[STATED GOAL] Output the lines of the entries below word for word, from the very start of the entries through the line containing "column 51, row 205", including that line. Leave the pictures out of your answer.

[GIVEN RECORDS]
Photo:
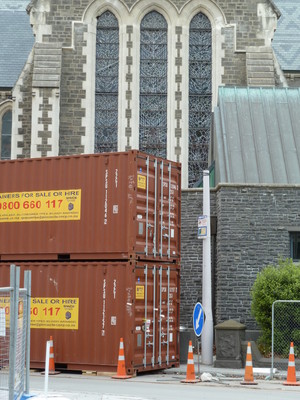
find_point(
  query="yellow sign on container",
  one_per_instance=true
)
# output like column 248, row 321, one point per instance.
column 47, row 312
column 51, row 205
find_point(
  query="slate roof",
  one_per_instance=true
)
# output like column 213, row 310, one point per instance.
column 286, row 42
column 257, row 136
column 16, row 40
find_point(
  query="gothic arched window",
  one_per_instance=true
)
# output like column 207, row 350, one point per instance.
column 200, row 96
column 107, row 83
column 153, row 84
column 5, row 144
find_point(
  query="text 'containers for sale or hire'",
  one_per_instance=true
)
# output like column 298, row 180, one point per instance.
column 101, row 235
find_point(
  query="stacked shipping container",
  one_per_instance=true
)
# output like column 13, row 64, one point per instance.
column 101, row 235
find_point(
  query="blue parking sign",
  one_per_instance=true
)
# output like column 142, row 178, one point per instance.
column 198, row 319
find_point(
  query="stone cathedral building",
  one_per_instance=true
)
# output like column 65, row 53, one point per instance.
column 196, row 81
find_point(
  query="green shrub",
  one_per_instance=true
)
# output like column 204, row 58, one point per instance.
column 277, row 282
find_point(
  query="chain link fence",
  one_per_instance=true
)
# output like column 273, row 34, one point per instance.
column 15, row 336
column 285, row 329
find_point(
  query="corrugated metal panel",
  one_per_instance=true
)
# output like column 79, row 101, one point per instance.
column 88, row 307
column 286, row 42
column 258, row 135
column 130, row 207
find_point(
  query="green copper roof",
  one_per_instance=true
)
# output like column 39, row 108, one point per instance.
column 257, row 136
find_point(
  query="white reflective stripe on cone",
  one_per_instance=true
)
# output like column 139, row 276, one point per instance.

[WRITTEN RESPONSE]
Photo:
find_point(
  query="yellow sign on container",
  one_per_instance=true
)
# output like column 248, row 321, one point per instance.
column 47, row 312
column 51, row 205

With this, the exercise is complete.